Si ipotizza come il gruppo del Beltracchi abbia guadagnato circa 16 milioni di euro dalla falsificazione dei dipinti per cui è stato condannato. Tuttavia, questa somma potrebbe essere soltanto una piccola parte di un giro d’affari molto più consistente. Infatti in questo processo gli imputati hanno risposto di quattordici casi di truffa aggravata con falsificazione di documenti (11 consumati e 3 tentati). Nel mentre, vi sono altri 33 casi su cui la polizia e gli inquirenti tedeschi stanno procedendo separatamente. Su ulteriori 15 ipotesi di reato è intervenuta la prescrizione che l’ordinamento tedesco, §§ 76 III 3 StGB [Strafgesetzbuch, Codice penale – NDR], fissata a dieci anni per i reati puniti nel massimo fino a anni 10 di reclusione. Con la conseguenza che i fatti commessi negli anni Novanta non potessero e non possono più essere perseguiti dalla giurisdizione penale tedesca.
Le proporzioni del reato
È alquanto dibattuto il numero preciso delle opere contraffatte da Beltracchi e rilasciate nel mercato dell’arte. Una prima fonte riporta di circa 50 casi emersi durante le indagini e non ancora incorsi in prescrizione; altri 21 casi risalenti agli anni ’90; infine, la polizia ritiene che il gruppo abbia venduto in tutto il mondo ulteriori 25 opere false non ancora identificate. Il tutto conduce ad una stima di circa 100 opere contraffatte.
La scoperta di un ‘Beltracchi’ in Giappone ha confermato i sospetti relativi la presenza di altre opere false nel mercato internazionale. Per un esperto sarebbero addirittura 200 le opere contraffatte che Beltracchi avrebbe immesso nel mercato lecito dell’arte. Secondo altre fonti sarebbero almeno 47 i dipinti falsi rilasciate sul mercato tramite case d’asta, gallerie e dealer.

CONSEGNA:
Ripeti parola per parola il tratto del brano sui falsi di Beltracchi da "Le proporzioni del" a "100 opere contraffatte.".

DATI FORNITI:
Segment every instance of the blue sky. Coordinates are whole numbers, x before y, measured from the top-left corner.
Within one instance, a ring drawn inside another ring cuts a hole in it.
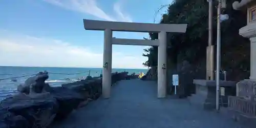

RISPOSTA:
Le proporzioni del reato
È alquanto dibattuto il numero preciso delle opere contraffatte da Beltracchi e rilasciate nel mercato dell’arte. Una prima fonte riporta di circa 50 casi emersi durante le indagini e non ancora incorsi in prescrizione; altri 21 casi risalenti agli anni ’90; infine, la polizia ritiene che il gruppo abbia venduto in tutto il mondo ulteriori 25 opere false non ancora identificate. Il tutto conduce ad una stima di circa 100 opere contraffatte.